• Document passage:
■ ■ ■ ■ ■
Single by B Praak
- Language: Punjabi, Hindi
- Released: 6 July 2021
- Genre: Indian pop
- Length: 5:25
- Label: Desi Melodies
- Songwriter: Jaani

Music video
- "Filhaal2 Mohabbat" on YouTube

= Filhaal 2: Mohabbat =

2021 single by B Praak and Jaani

"Filhaal 2: Mohabbat" is a 2021 Indian album song written by Jaani and sung by B Praak. The song serves as a sequel to Praak's 2019 hit single "Filhall". The video of the song is directed by Arvindr Khaira while the music is produced by B Praak. This song features Akshay Kumar and Nupur Sanon in the music video.

==Cast==
- Akshay Kumar as Dr Kabir Malhotra
- Nupur Sanon as Meher Grewal
- Ammy Virk as Meher's husband

==Music video==
The music video titled "Filhaal 2: Mohabbat" was released by Desi Melodies on YouTube. It marks the second collaboration between Kumar, Sanon, Praak and Jaani after "Filhall" (2019).

The song depicts the feelings of Kabir and the old loving time they spend together. Parts of the song were shot on the flyover of the underconstruction Dwarka Expressway.

== Reception ==
It received more than 50 million views on YouTube within 24 hours of the official release.
■ ■ ■ ■ ■
• Exercise task A: Condense the paragraph in the song entry that begins "\"Filhaal 2: Mohabbat\" is a 2021 Indian album song" into a short bulleted list that keeps its main facts.
• Exercise task B:
Using the song entry, answer each question briefly:
(i) Which label released the single?
(ii) Who plays Meher's husband?
(iii) How many YouTube views did the video receive within 24 hours of its official release?
The rows that follow have no connection to the song entry above.

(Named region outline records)
■ ■ ■ ■ ■
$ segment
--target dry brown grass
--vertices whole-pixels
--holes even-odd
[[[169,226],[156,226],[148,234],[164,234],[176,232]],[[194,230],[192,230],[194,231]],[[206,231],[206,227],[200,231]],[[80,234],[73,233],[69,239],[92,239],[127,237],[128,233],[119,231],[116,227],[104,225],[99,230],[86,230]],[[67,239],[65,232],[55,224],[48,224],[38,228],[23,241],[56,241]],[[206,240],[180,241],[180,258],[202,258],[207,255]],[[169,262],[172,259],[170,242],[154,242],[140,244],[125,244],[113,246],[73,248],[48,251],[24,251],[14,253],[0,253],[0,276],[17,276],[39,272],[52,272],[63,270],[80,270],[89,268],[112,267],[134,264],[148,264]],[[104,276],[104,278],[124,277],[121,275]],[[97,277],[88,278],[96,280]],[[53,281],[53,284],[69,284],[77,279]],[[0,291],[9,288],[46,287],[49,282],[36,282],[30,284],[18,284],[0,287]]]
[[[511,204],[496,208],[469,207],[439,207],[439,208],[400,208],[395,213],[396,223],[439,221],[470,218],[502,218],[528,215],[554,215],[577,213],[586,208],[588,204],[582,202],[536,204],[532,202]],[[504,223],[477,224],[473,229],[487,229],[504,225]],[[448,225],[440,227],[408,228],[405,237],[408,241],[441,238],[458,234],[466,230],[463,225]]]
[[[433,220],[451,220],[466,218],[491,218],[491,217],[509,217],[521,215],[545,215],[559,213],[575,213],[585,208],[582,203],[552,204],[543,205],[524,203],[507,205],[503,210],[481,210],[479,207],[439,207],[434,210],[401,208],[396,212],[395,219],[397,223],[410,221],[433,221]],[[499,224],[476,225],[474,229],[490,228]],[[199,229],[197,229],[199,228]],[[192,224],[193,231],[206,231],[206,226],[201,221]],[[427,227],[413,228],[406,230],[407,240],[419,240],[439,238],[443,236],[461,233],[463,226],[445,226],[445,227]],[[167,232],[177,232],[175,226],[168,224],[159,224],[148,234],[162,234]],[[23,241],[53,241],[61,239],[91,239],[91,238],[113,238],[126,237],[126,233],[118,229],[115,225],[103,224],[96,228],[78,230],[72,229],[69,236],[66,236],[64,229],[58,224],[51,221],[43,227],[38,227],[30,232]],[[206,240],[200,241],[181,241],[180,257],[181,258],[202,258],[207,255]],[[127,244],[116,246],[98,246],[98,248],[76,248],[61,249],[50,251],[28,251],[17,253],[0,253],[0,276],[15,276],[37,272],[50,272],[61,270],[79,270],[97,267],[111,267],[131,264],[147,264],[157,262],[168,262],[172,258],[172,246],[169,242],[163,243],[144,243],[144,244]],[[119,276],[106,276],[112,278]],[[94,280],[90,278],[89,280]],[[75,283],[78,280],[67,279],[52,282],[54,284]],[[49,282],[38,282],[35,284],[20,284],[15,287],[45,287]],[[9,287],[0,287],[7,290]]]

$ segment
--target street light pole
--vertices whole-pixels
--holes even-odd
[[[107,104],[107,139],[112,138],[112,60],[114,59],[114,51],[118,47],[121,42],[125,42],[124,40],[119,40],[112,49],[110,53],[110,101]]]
■ ■ ■ ■ ■
• Worked answer A:
- 2021 Indian album song, written by Jaani and sung by B Praak
- Sequel to Praak's 2019 hit single "Filhall"
- Video directed by Arvindr Khaira; music produced by B Praak
- Music video features Akshay Kumar and Nupur Sanon

• Worked answer B:
(i) Desi Melodies
(ii) Ammy Virk
(iii) More than 50 million